DESCRIPTION OF THE TASK:
Return every line of the listing below verbatim, omitting the pictures from your answer.

Boundary labeling items:

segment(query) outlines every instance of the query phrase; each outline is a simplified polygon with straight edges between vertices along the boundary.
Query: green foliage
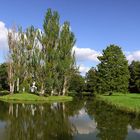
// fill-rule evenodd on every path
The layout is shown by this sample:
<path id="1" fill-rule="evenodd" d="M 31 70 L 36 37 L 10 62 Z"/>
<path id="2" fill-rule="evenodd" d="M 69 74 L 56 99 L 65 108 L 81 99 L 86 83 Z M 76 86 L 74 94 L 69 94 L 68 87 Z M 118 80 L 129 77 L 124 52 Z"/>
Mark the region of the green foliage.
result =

THE REPLY:
segment(query) outlines every instance of the query phrase; each outline is a simplified polygon with straight edges between vertices along the boundary.
Query: green foliage
// fill-rule evenodd on every path
The layout is shown by this sample:
<path id="1" fill-rule="evenodd" d="M 31 70 L 36 37 L 10 62 Z"/>
<path id="2" fill-rule="evenodd" d="M 69 74 L 56 99 L 65 108 L 81 99 L 86 83 Z M 76 86 L 74 94 L 69 94 L 68 87 Z M 118 80 L 129 77 L 124 52 Z"/>
Mark the region of the green foliage.
result =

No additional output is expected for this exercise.